───── Supplied text ─────

As a result of the incident, demonstrations were held in the capital Nicosia by angered citizens, leading to the resignation of the Cypriot Defence Minister, Costas Papacostas, and the National Guard Commander-in-Chief, General Petros Tsalikidis. The government announced that an independent inquiry into the incident would be held and Cyprus Police announced that it would launch a criminal investigation. The explosion destroyed several houses and over 250 others suffered lesser damage, displacing approximately 150 people.

Several thousand people upset by the Cypriot government's failure to dispose of the explosives held a demonstration in the capital Nicosia on 12 July. A group of about fifty broke away from the demonstration and stormed the grounds of the Presidential Palace, demanding the resignation of Dimitris Christofias, President of Cyprus. The breakaway group was almost immediately apprehended by the Cyprus Police, who nonetheless used tear gas ten minutes after the incident had begun in an attempt to disperse the crowds. The protests continued into 13 July and 20 people were arrested during the disorder.

───── Source data ─────

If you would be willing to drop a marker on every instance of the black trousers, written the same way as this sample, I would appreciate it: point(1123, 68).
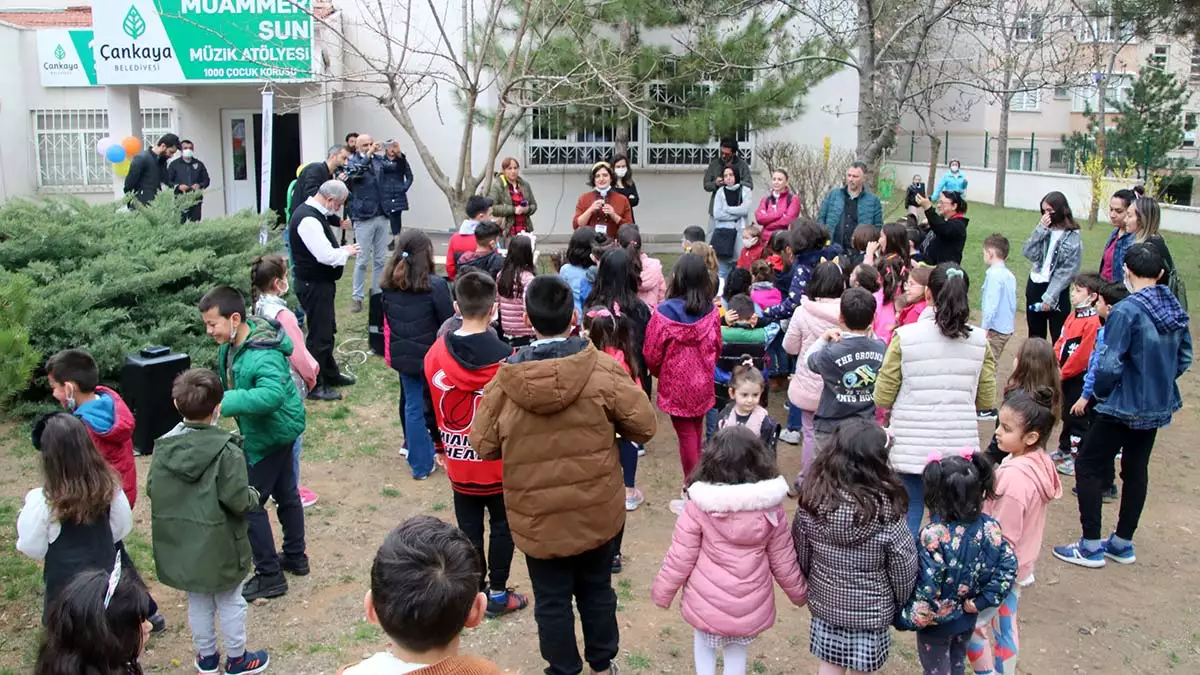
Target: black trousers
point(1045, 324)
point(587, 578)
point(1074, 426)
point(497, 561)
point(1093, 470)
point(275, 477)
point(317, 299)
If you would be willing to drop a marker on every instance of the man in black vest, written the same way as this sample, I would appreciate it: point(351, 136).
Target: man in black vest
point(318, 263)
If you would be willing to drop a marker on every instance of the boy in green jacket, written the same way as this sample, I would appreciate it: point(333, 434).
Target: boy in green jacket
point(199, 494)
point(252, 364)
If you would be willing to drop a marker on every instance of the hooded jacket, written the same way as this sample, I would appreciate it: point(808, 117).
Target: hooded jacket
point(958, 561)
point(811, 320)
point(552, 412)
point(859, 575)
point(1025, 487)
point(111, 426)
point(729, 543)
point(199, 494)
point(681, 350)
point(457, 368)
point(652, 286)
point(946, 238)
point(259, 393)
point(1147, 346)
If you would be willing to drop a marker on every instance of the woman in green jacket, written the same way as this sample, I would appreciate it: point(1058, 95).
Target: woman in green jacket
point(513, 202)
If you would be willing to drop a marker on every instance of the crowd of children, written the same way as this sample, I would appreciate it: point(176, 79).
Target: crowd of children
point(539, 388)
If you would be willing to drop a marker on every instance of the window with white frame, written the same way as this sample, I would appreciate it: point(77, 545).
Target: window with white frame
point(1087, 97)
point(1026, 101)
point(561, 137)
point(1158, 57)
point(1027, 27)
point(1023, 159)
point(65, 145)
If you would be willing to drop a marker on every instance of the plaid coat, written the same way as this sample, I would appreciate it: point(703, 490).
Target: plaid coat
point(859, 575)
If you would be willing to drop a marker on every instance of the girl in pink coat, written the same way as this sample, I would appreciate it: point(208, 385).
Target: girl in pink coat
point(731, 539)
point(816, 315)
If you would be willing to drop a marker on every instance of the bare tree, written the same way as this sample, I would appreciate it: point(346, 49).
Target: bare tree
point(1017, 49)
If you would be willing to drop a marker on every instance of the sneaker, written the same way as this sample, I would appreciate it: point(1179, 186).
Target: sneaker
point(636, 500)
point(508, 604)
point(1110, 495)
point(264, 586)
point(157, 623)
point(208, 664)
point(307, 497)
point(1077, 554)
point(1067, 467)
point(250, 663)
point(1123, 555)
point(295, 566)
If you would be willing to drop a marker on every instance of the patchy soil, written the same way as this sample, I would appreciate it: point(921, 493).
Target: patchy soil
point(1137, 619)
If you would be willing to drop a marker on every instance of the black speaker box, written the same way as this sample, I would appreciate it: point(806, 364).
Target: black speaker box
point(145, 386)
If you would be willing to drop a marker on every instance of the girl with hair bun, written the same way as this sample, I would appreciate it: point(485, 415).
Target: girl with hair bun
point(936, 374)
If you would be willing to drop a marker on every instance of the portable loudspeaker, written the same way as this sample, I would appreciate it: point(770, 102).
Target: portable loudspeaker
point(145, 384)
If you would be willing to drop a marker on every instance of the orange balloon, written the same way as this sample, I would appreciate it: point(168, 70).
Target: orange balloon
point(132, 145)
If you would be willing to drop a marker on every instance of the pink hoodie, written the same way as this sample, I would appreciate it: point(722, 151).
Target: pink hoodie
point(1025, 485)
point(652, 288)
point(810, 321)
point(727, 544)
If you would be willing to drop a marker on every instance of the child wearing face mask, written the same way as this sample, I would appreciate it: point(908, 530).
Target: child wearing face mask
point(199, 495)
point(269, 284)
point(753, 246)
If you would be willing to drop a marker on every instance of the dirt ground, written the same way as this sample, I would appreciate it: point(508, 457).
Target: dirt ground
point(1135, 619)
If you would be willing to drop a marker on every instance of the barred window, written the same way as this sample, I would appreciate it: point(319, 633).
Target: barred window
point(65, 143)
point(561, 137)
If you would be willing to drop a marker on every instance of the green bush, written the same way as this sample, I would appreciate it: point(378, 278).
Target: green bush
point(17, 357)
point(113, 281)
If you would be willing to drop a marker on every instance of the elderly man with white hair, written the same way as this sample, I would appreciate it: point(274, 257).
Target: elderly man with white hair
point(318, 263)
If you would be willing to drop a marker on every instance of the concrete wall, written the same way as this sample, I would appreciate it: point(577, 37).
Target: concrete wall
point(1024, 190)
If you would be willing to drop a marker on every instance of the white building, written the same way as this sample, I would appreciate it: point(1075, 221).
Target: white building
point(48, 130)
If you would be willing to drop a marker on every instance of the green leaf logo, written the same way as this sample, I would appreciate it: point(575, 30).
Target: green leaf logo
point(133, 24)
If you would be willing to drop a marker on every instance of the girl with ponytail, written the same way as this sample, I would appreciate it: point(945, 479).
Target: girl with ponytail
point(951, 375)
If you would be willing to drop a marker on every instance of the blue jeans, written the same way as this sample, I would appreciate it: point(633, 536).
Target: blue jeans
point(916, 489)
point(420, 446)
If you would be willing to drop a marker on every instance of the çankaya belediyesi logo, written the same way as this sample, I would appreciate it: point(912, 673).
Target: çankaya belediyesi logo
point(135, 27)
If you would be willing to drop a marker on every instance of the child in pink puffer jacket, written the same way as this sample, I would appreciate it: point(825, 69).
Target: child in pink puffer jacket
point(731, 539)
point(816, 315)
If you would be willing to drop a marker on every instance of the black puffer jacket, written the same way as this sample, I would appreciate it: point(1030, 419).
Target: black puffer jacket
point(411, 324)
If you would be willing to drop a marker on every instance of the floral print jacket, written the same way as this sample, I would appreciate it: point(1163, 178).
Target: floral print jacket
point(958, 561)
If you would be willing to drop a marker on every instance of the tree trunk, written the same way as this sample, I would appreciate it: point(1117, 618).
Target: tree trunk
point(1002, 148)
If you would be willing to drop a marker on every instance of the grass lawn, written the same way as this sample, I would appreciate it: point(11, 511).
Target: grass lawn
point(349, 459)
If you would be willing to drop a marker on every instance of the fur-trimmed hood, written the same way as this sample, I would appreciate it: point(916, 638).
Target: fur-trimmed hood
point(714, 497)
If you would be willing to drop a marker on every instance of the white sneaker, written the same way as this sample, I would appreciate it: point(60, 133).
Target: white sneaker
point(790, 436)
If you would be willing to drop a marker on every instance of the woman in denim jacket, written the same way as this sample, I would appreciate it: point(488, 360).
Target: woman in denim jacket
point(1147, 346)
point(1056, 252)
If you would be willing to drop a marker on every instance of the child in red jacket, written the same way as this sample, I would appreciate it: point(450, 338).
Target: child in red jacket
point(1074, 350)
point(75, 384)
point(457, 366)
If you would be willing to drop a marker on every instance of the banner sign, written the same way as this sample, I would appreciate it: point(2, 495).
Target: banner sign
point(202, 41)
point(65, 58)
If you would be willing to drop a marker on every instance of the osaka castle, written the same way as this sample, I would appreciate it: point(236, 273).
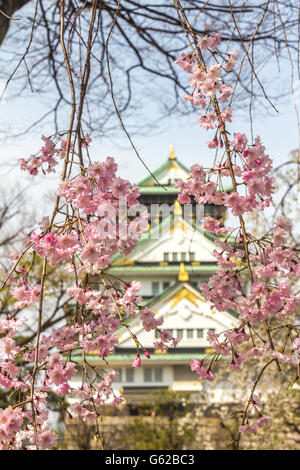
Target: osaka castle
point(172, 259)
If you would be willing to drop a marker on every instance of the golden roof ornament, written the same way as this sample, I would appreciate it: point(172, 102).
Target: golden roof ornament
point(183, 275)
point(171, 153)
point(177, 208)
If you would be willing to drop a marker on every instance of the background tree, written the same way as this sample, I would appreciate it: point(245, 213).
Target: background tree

─────
───── Source data ─────

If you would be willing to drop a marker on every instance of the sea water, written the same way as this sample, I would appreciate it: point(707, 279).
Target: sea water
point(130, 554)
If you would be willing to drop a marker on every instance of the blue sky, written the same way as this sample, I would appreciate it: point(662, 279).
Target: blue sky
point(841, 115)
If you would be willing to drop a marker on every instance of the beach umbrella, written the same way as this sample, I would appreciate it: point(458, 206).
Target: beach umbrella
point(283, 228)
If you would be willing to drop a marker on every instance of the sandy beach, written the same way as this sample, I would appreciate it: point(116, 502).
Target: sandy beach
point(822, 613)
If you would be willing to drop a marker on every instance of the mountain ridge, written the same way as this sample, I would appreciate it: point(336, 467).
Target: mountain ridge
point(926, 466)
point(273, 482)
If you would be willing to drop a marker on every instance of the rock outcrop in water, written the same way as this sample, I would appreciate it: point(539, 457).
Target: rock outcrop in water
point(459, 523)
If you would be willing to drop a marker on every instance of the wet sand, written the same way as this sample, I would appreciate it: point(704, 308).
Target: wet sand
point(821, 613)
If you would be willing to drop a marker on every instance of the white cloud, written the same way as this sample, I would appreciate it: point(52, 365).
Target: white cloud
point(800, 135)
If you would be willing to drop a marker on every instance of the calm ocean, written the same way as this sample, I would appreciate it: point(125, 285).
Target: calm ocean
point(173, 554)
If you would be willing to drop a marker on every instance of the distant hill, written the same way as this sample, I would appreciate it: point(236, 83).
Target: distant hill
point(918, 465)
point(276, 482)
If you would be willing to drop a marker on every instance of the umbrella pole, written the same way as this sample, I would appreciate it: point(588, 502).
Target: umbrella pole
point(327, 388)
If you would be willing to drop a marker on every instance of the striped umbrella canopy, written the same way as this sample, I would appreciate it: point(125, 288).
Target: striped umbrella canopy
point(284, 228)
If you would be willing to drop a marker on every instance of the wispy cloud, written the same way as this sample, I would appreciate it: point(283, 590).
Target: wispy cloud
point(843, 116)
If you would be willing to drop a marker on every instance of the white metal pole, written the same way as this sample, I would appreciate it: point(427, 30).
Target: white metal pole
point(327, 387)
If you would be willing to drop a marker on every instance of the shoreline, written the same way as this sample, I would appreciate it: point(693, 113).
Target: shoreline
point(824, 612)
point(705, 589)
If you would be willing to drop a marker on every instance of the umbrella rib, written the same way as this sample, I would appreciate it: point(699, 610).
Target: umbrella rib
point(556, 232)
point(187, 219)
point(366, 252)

─────

According to the text about the explosion and the Nicosia protests, how many people were arrested during the disorder?

Exercise answer:
20 people were arrested.